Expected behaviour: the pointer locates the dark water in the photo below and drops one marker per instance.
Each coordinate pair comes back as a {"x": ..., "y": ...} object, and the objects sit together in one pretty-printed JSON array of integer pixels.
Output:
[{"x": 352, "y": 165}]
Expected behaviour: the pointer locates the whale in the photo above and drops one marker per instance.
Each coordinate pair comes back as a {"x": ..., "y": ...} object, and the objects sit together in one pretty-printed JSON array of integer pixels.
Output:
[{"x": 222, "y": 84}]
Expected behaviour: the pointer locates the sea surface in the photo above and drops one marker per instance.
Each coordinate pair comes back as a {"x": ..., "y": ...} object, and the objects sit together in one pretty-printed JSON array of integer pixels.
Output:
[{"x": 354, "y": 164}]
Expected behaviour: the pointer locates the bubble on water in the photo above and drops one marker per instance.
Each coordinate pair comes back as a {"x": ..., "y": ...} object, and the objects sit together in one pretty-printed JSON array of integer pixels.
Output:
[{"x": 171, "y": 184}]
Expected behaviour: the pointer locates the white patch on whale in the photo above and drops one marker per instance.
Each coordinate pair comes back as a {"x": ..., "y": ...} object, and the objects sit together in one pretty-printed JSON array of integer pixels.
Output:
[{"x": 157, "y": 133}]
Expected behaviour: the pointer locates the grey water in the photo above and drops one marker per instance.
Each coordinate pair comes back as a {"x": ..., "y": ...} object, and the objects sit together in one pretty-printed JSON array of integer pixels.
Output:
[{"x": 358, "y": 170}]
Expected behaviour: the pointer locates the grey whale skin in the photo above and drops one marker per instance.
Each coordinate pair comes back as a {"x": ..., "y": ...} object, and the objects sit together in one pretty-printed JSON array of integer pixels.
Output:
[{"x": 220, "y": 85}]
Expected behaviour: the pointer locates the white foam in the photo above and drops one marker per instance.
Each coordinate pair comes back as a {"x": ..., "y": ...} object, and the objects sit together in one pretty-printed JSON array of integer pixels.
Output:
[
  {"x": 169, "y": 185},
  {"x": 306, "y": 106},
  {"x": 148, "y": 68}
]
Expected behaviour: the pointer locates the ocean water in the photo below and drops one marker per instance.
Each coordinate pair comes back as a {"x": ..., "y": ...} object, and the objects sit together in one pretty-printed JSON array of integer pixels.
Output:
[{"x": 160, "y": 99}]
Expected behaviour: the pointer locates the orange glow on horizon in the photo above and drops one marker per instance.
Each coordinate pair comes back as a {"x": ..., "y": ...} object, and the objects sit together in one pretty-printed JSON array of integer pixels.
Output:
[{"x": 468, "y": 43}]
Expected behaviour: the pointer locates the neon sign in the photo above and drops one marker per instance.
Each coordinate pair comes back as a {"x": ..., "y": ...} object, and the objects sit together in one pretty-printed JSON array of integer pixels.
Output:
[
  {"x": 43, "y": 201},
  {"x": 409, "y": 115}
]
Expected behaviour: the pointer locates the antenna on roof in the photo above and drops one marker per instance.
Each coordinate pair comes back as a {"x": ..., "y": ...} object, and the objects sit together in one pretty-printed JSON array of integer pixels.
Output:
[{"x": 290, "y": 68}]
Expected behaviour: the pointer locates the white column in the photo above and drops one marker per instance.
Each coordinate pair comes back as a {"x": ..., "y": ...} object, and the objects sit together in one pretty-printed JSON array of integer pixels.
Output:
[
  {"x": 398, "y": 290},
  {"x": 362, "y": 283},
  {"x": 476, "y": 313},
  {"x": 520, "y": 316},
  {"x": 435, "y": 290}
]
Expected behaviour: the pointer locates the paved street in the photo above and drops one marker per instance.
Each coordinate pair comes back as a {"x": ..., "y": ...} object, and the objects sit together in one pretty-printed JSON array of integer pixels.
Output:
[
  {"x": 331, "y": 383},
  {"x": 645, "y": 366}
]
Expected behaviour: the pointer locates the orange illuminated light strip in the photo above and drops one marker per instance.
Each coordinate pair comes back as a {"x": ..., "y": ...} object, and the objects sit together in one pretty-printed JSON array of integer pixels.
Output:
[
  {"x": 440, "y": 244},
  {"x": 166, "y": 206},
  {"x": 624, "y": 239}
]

##############################

TASK TO COMPLETE
Set out as a Markdown table, with columns Row and Text, the part of the listing from the line containing "Expected behaviour: the pointer locates the orange illuminated" through the end of the listing. Number each line in Row and leave out blank lines.

THE OUTPUT
| Row | Text |
|---|---|
| 1 | Expected behaviour: the pointer locates the orange illuminated light strip in the photo above and drops one marker per instance. |
| 2 | Each coordinate pair comes back as a {"x": ..., "y": ...} object, and the objects sit together in one pretty-printed JSON array of integer pixels. |
| 3 | Output: |
| 4 | [ |
| 5 |   {"x": 440, "y": 244}, |
| 6 |   {"x": 166, "y": 206}, |
| 7 |   {"x": 624, "y": 239} |
| 8 | ] |